Text excerpt:
━━━━━━━━━━

# Finding Help



## FracturedDS (Jun 7, 2011)

My wife and I are pretty serious Home Haunters and have a dream of going pro in the future. Right now we do everything ourselves, but we are getting big enough where we need to have additional help to get what we need done. We are looking more for a core group that we can also bring to the pro level in the future. My question is for those of you that made the transition to pro or have a larger home haunt where did you find people that make what you do possible?


----------



## FracturedDS (Jun 7, 2011)

I was also wondering how much competition there is in the industry? Home haunters are pretty friendly, and the pro haunters we have met are the same. Is it common for local pro haunters to be friendly with other haunts or is the competition intense enough to prevent that?


----------



## RoxyBlue (Oct 6, 2008)

Take a look at this thread - discussions about issues with going pro and recommendations about a book on the subject:

http://www.hauntforum.com/showthread.php?t=25519

Another "going pro" thread:

http://www.hauntforum.com/showthread.php?t=26090

And another:

http://www.hauntforum.com/showthread.php?t=7029

A short one on getting haunt help:

http://www.hauntforum.com/showthread.php?t=23108

There are a number of members here who've run home, charity, and pro haunts that will have insight on the "getting help" issue. Many start with recruiting friends and family and grow from there.


----------



## trishaanne (Aug 20, 2005)

We are by no means pro, but we do use about 15 "actors" in our haunt. We have gotten volunteers through the neighborhood, from people who have been through the haunt and come back the following year to volunteer, through the local high school drama/ROTC program. We also have a local township street fair, Neptune Day. Hubby and I contacted them, they donated a space to use and we went in full zombie costume the first year, walking through the crowd, handing out fliers and talking to people. The next year we went in costume but set up a booth and hubby and I sat there working on props while people came by. It really drew people over as they wanted to see what we were doing and how. One year we ended up with about 25 people signing up. Of course, of that, only 10 actually followed through when I contacted them, but that was more than enough. This past year we had so many we didn't have spaces for everyone, so we were adding extra scenes at the last minute.


----------



## HalloweenRick (Nov 25, 2005)

I would contact some of the local volunteer clubs (Lions, Rotary, Ruritan) if you're thinking of splitting some of the proceeds with the charity they run. A lot of those groups are always looking for a fundraising idea that uses their free labor. We have two great "haunted hayrides" locally that are run by a local volunteer fire company and the local Jaycees civic club.


----------



## grantbrott (Feb 22, 2010)

Local college theater department and acting groups. Our local JC has a great theater department and I have had stagecraft majors and acting majors all come to help out just for the fun of it and some will keep coming back year after year if they are local also.


----------

━━━━━━━━━━

Exercise:
Answer these questions about the forum thread above:
(a) What is the name of the township street fair where trishaanne recruited volunteers?
(b) Of the roughly 25 people who signed up one year, how many followed through?
(c) Which two groups run the haunted hayrides that HalloweenRick mentions?
The data that follows has no connection to the forum thread.

━━━━━━━━━━

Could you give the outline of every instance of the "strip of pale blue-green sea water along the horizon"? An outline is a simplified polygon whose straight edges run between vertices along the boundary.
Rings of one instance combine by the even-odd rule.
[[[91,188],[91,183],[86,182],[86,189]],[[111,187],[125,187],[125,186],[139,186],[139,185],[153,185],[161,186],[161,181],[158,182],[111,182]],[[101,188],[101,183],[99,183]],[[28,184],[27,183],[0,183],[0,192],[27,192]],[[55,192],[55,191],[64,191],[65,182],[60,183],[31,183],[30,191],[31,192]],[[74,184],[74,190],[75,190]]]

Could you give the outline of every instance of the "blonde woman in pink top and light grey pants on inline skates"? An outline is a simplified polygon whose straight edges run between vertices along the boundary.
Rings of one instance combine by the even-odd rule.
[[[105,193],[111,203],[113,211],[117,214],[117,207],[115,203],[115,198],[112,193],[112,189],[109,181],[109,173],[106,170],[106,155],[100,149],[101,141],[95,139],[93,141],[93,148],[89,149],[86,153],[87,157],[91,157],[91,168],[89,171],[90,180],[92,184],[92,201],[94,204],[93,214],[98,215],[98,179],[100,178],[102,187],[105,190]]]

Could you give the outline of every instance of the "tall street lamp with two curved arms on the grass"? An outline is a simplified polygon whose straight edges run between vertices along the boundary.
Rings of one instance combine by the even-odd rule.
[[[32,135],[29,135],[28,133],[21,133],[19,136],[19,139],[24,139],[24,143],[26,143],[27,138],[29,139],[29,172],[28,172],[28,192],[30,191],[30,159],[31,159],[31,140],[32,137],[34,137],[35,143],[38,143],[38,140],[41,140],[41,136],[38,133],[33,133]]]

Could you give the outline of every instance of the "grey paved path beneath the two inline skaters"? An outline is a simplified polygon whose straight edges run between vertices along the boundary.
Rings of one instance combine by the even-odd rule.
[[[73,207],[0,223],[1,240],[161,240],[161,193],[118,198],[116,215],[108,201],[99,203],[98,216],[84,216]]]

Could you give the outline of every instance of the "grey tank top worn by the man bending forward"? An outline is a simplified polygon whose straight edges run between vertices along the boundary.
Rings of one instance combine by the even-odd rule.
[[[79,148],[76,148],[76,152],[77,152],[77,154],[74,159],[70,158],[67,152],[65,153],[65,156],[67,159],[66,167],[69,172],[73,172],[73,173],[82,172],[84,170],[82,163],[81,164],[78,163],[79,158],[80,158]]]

━━━━━━━━━━

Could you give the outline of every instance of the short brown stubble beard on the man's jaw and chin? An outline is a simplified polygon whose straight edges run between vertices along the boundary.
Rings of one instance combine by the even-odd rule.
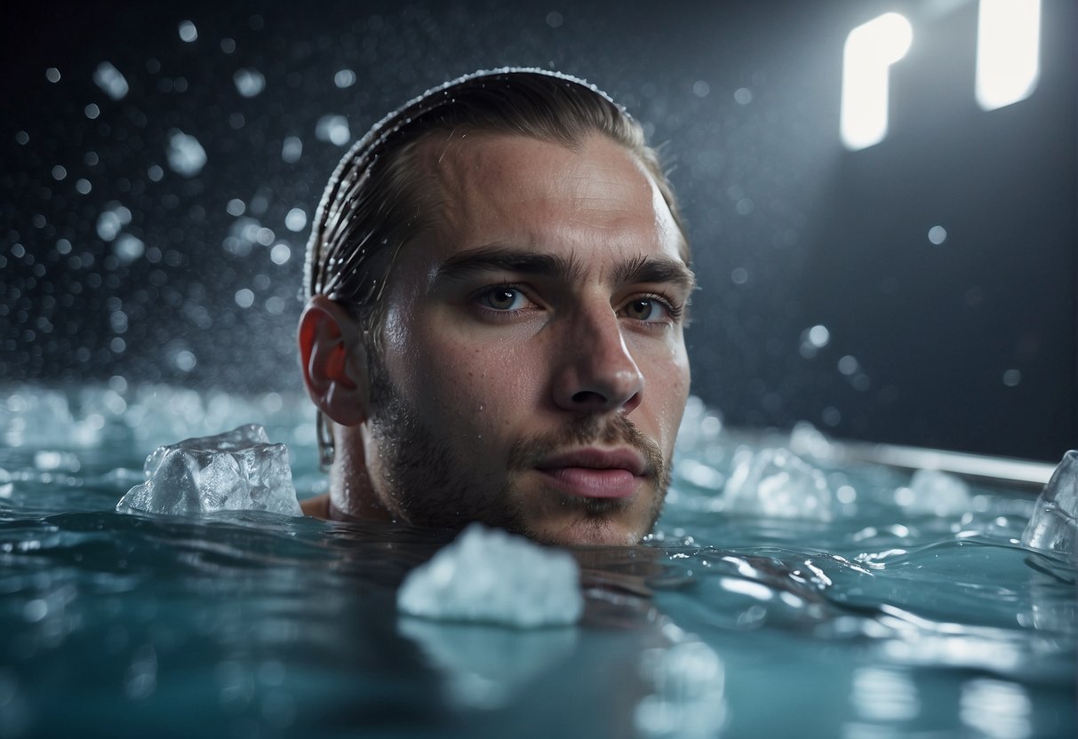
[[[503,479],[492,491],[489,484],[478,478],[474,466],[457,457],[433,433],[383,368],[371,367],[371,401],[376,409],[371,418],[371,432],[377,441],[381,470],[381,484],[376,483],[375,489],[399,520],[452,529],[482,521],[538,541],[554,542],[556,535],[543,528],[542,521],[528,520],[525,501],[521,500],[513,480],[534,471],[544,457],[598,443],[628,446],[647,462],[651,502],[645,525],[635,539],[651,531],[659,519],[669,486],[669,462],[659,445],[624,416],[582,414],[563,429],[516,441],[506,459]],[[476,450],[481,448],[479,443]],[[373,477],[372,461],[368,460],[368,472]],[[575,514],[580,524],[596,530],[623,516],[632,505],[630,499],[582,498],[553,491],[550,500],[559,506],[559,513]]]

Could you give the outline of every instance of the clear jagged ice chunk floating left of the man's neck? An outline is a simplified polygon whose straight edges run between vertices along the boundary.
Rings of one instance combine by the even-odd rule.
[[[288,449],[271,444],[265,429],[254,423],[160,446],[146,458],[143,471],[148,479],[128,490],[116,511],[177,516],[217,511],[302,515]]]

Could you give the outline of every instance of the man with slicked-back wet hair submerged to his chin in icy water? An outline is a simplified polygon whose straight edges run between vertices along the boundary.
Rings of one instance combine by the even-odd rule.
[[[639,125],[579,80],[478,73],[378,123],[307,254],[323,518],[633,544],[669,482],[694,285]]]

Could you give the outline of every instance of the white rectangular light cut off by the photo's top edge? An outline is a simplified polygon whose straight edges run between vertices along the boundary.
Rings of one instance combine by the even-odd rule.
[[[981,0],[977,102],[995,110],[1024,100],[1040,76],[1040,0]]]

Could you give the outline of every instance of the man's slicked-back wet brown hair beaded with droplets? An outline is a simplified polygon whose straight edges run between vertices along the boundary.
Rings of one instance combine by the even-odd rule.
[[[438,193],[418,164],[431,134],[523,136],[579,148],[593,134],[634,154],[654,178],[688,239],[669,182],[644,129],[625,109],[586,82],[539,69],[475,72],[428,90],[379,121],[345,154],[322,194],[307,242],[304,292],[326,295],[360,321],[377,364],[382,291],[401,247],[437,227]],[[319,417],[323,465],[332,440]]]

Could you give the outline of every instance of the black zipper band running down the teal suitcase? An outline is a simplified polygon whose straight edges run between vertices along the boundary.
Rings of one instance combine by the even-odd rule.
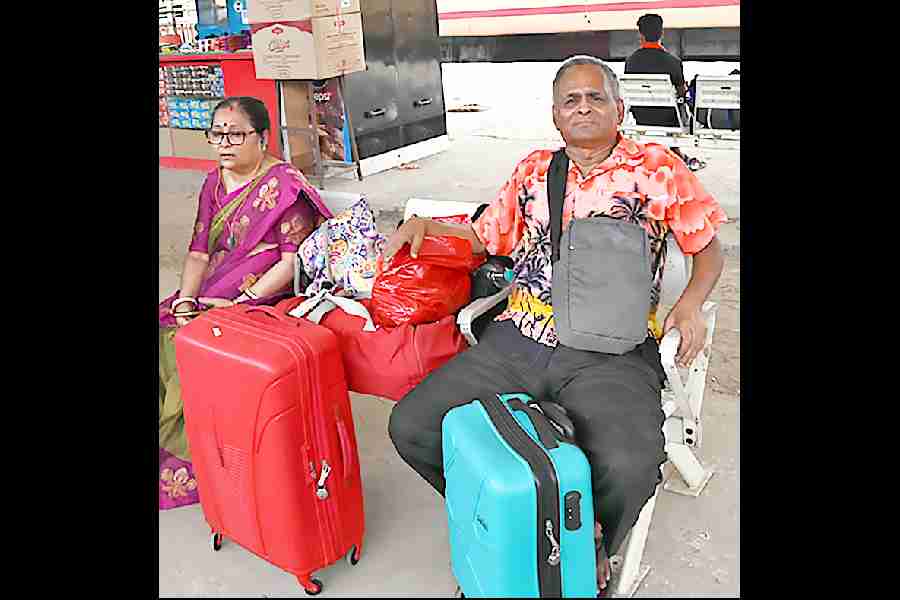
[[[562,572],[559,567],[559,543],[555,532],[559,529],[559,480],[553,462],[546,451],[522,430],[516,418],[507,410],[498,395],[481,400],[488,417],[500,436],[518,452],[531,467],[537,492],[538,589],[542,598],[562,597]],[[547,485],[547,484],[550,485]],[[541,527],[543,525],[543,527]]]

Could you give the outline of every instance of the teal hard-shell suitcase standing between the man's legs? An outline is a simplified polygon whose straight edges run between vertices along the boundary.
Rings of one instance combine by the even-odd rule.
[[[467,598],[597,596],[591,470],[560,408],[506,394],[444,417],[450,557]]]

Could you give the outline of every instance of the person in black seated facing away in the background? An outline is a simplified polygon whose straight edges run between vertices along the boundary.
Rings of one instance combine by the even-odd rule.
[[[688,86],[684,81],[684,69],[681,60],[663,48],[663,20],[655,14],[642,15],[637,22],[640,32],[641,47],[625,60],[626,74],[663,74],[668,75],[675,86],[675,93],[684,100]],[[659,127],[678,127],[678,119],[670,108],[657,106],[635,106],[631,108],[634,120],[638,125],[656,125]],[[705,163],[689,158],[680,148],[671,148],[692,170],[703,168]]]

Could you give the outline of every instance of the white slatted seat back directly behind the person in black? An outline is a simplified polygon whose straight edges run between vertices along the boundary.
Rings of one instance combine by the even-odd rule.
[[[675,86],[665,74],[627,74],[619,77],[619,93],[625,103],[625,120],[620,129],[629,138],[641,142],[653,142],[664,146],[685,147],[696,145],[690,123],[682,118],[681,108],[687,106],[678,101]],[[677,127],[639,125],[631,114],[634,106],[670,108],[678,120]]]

━━━━━━━━━━

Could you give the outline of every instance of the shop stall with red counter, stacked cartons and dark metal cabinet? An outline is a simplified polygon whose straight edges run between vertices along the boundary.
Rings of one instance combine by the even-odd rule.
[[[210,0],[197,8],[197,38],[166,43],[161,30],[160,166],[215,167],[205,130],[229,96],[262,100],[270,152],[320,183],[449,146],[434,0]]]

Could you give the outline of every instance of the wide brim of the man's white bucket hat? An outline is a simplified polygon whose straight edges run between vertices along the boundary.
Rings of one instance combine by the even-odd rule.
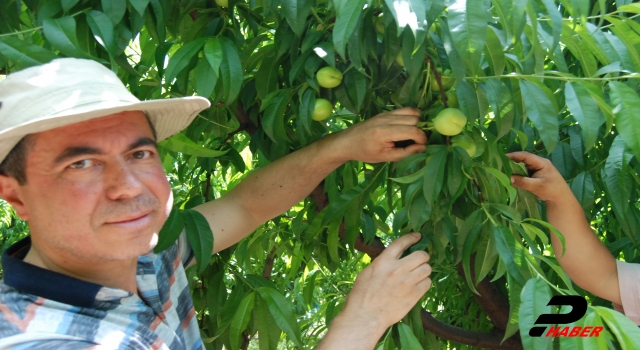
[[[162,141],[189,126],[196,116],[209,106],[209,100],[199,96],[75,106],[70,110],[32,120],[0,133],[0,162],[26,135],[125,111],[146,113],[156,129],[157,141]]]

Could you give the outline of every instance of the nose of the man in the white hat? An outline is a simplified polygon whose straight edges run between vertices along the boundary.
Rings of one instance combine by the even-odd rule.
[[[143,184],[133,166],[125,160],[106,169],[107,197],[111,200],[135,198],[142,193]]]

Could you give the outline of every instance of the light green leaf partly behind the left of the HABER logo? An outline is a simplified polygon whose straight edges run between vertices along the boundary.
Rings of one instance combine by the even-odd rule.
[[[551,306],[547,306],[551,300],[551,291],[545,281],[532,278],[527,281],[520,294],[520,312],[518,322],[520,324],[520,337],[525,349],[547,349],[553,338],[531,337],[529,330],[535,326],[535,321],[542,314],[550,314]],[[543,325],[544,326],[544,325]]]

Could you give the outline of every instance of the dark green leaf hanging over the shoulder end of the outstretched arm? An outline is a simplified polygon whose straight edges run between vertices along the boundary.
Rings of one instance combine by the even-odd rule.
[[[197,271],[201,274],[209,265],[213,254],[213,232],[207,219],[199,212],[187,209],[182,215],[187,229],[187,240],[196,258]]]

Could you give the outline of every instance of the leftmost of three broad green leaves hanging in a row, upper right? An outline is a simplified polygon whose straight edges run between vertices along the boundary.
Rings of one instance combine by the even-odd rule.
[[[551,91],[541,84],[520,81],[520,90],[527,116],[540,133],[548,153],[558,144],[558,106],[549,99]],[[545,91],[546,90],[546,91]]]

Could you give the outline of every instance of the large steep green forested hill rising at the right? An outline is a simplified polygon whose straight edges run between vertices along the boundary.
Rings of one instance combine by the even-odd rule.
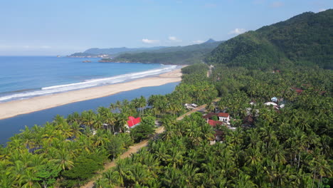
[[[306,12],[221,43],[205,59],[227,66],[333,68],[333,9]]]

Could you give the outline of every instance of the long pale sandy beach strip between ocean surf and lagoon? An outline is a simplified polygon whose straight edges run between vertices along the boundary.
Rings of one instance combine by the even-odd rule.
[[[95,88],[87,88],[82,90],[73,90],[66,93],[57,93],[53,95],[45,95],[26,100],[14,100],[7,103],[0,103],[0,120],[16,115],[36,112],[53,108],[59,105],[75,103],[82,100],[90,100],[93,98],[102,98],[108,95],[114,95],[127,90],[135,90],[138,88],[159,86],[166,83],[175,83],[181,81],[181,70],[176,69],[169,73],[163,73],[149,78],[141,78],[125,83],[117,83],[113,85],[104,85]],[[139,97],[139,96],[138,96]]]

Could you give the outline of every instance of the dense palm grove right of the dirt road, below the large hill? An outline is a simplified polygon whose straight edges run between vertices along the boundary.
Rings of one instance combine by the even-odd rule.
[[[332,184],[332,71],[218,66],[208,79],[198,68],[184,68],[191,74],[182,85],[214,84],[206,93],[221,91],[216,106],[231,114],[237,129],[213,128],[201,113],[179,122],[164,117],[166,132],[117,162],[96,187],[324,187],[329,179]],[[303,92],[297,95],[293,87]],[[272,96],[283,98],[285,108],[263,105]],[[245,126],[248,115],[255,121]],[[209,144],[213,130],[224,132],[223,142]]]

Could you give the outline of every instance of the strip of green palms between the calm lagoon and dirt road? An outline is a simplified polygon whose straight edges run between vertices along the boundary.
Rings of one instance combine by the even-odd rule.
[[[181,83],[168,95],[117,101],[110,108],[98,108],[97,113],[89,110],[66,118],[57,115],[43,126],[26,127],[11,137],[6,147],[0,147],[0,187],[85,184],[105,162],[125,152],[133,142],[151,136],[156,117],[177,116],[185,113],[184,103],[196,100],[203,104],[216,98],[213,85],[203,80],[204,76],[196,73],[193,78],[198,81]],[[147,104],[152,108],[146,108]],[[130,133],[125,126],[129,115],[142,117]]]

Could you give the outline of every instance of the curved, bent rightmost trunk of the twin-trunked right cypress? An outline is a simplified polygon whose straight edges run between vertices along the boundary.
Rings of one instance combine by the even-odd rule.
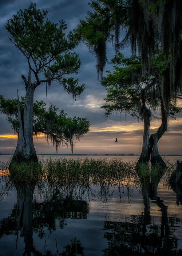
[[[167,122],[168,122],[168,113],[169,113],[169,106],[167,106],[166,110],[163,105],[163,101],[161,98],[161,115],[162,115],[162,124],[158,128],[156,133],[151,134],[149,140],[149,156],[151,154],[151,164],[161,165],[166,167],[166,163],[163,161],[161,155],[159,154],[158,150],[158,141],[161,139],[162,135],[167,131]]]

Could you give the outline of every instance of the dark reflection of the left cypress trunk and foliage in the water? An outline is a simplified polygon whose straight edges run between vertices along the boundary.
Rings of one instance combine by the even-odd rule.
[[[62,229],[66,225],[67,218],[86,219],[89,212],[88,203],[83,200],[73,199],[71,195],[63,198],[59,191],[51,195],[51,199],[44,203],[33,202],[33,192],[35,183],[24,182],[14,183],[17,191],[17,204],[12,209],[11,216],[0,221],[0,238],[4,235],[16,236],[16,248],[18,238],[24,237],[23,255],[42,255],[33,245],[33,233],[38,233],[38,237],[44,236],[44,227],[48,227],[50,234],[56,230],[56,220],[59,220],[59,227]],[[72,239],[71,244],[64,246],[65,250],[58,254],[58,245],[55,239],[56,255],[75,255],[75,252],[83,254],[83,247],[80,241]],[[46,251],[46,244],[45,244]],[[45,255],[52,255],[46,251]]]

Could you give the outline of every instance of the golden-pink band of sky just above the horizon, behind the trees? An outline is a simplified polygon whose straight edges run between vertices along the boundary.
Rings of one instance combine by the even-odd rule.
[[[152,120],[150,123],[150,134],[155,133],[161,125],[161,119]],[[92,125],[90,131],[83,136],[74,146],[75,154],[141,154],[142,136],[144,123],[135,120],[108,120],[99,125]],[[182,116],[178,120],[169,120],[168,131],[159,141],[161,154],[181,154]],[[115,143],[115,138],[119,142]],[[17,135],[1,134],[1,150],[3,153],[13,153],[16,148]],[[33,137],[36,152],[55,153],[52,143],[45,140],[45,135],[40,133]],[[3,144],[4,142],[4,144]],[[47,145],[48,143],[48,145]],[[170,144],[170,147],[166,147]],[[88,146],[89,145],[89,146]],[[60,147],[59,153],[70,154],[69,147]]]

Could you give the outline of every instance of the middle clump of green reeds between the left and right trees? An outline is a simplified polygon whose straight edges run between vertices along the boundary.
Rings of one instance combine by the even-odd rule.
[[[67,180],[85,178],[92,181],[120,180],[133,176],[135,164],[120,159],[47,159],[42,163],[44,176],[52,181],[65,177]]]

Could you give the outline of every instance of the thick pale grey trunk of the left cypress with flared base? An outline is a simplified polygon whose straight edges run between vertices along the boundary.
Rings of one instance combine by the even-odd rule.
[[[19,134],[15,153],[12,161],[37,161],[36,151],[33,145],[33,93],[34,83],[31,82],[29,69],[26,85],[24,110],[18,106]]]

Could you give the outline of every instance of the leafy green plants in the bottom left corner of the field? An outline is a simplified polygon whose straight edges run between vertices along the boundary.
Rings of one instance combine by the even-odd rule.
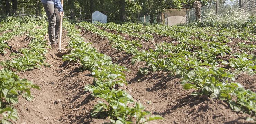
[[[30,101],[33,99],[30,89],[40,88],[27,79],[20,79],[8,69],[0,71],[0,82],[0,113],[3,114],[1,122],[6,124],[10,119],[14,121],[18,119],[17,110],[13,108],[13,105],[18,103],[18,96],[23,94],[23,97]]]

━━━━━━━━━━

Solution to this exercise:
(a) Neptune Day
(b) 10
(c) A local volunteer fire company and the local Jaycees civic club